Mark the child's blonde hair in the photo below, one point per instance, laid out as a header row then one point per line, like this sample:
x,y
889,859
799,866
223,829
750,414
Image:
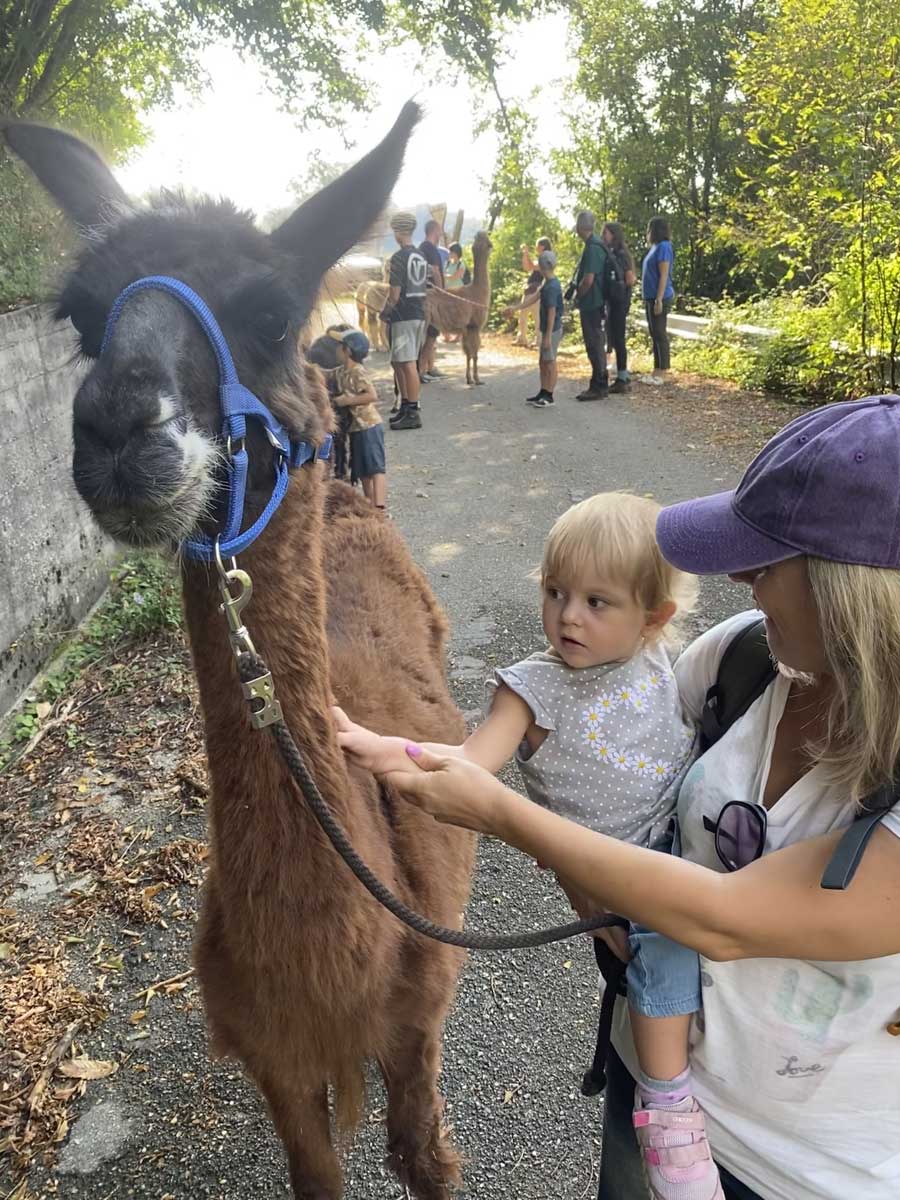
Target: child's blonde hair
x,y
613,534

## AIM OF THE EXERCISE
Copy the entry above line for line, its request included, but multiply each coordinate in the answer by 2.55 and round to a whole number, with halves rounding up. Leave the picture out.

## ANSWER FOR THIS EXERCISE
Mark the child's blonde hair in the photo below, one point per instance, laid out as a header row then one point per line, like this sample:
x,y
889,859
799,866
223,829
750,414
Image:
Target: child's blonde hair
x,y
1563,1362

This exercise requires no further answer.